** Opening Available records block **

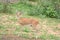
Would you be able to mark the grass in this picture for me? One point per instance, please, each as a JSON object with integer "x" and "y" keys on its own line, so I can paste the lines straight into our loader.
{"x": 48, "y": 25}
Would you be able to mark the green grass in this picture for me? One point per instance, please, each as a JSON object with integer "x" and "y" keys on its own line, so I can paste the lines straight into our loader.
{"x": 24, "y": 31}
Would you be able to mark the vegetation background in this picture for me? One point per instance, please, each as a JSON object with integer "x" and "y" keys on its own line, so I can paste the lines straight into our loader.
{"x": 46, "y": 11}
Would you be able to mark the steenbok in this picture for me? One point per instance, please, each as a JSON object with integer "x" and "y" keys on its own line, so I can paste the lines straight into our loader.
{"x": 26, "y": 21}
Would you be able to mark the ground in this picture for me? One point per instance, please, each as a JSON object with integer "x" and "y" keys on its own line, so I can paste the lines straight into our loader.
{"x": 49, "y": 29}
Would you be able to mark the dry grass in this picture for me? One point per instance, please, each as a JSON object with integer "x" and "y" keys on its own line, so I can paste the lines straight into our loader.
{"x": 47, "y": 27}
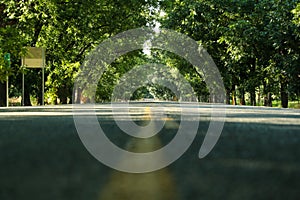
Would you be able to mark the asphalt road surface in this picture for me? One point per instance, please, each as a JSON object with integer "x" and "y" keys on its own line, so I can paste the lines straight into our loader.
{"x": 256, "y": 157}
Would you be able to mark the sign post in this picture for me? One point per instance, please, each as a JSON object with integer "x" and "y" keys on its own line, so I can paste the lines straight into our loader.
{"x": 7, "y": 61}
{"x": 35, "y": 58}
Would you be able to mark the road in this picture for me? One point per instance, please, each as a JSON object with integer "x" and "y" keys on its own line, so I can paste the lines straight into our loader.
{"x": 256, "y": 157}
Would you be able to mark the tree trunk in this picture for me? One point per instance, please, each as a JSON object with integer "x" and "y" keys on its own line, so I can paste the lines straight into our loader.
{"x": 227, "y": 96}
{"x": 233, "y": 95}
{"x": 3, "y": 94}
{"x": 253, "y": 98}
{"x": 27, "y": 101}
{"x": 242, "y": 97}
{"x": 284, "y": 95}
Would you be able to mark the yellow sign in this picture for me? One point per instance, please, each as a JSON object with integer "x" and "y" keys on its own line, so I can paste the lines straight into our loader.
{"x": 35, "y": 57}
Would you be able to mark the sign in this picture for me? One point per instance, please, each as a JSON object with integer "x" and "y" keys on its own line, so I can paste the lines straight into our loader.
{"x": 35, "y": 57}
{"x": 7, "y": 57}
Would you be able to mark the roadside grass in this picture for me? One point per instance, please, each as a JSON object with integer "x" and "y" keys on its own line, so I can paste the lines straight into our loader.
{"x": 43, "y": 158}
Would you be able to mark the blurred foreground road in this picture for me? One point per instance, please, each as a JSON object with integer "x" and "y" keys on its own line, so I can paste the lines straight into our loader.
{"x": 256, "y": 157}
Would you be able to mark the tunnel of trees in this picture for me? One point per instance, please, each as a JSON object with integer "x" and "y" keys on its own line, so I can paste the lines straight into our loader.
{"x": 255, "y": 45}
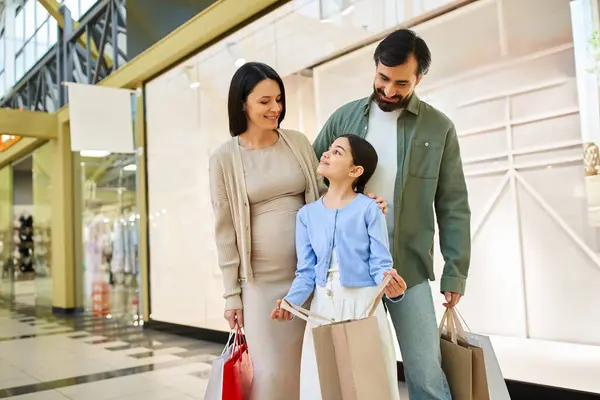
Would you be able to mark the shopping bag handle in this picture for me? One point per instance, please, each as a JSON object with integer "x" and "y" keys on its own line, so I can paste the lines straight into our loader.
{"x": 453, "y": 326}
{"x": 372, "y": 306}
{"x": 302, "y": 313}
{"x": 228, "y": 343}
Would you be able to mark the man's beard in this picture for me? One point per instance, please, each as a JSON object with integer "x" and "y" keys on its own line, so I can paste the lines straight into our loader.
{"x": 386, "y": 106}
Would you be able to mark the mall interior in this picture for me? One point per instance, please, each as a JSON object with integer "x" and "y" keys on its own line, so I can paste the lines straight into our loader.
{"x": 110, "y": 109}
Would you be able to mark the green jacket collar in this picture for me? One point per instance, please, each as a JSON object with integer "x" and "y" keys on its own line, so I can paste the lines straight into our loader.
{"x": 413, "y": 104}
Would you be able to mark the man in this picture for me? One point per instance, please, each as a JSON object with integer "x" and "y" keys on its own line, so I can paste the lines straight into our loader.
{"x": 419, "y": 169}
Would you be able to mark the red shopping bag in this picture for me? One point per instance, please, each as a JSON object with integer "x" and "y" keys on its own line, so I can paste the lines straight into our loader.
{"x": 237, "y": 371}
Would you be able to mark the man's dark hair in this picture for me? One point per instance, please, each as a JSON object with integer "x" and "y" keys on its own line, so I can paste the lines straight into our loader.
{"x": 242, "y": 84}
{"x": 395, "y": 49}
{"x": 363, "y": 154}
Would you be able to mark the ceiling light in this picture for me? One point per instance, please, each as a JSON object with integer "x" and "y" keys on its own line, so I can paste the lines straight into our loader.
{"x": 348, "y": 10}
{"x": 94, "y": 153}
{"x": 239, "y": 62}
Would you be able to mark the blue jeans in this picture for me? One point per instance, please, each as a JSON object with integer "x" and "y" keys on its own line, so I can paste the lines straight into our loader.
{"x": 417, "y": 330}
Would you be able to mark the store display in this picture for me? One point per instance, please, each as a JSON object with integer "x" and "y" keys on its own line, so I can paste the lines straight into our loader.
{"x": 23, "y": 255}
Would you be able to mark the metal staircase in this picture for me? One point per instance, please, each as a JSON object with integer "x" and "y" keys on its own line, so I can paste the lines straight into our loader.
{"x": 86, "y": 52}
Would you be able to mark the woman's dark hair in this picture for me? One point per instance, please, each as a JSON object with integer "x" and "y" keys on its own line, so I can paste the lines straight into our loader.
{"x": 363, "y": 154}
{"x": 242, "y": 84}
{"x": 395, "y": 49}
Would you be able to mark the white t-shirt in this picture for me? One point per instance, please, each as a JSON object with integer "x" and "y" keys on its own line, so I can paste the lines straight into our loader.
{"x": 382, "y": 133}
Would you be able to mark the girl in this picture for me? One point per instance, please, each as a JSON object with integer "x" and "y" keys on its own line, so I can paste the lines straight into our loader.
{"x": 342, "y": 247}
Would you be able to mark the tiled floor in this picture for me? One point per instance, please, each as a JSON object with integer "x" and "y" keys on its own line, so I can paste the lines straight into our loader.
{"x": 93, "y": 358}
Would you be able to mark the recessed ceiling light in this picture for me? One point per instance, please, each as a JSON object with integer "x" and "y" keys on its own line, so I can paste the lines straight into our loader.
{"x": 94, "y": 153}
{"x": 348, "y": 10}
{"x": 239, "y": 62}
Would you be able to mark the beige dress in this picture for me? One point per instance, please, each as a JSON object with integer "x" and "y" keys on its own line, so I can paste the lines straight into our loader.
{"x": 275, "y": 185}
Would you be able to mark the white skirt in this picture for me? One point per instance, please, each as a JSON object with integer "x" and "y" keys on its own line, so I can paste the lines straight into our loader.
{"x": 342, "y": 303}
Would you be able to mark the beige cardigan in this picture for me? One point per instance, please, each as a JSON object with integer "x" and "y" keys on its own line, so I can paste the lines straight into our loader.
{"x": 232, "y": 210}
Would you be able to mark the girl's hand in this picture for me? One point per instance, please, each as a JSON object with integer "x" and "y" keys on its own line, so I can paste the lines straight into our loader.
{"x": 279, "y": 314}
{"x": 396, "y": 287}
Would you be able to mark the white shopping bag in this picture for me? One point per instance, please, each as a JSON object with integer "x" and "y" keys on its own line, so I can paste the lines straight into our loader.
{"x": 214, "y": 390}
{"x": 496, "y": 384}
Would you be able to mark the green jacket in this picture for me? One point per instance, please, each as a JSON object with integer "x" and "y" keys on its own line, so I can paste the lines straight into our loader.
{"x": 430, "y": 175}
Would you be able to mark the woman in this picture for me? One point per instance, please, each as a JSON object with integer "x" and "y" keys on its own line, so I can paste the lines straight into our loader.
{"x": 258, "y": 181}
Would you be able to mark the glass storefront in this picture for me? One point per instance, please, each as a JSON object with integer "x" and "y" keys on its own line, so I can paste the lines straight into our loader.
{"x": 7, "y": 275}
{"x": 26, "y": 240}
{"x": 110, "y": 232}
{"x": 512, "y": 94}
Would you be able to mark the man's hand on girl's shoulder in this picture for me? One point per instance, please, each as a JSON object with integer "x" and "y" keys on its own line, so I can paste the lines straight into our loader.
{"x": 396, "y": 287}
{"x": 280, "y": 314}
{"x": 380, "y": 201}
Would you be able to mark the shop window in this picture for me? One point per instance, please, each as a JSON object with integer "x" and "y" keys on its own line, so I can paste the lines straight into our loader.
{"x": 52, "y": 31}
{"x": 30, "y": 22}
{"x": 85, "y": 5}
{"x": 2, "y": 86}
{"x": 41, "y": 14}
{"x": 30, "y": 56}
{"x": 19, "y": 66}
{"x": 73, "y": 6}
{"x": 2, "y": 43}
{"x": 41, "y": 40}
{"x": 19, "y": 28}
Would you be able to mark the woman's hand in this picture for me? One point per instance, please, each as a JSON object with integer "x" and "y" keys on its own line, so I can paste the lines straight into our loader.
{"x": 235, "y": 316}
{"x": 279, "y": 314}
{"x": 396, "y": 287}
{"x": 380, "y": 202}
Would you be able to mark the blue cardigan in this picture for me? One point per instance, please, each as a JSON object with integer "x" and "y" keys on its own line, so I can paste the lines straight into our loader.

** Closing Available records block **

> _The problem_
What should come out is the exact run of lines from the one holding "Would you be able to mark the man's hand" through the end of the records above, and nothing besides.

> _Answer area_
Would you be able to mark the man's hand on girl's shoulder in this picture for me? One point per instance, please, each as a JSON object with integer "x" and "y" keys on its own line, so I can paste the lines straight into our loader.
{"x": 396, "y": 287}
{"x": 280, "y": 314}
{"x": 380, "y": 201}
Would you be able to mark the shop window in this picture for me? One point per instance, please, each as a JSON object with integer "x" and "y" keys on its own line, so I can paste the lines straight into our loader.
{"x": 52, "y": 31}
{"x": 30, "y": 22}
{"x": 85, "y": 5}
{"x": 2, "y": 86}
{"x": 41, "y": 14}
{"x": 30, "y": 56}
{"x": 19, "y": 66}
{"x": 73, "y": 6}
{"x": 2, "y": 43}
{"x": 41, "y": 40}
{"x": 19, "y": 28}
Would you be able to mark the woman's hand in this picture for me? One point per instance, please, each as a JSON object with integer "x" and "y" keys on its own line, so I can paste the lines straight into our loader.
{"x": 235, "y": 316}
{"x": 279, "y": 314}
{"x": 396, "y": 287}
{"x": 380, "y": 202}
Would you be able to mark the blue cardigan in this picture for me? One point per instance, please, each as a JSON object with integer "x" and "y" keys on its own line, so I can paste the lines straight into our loader.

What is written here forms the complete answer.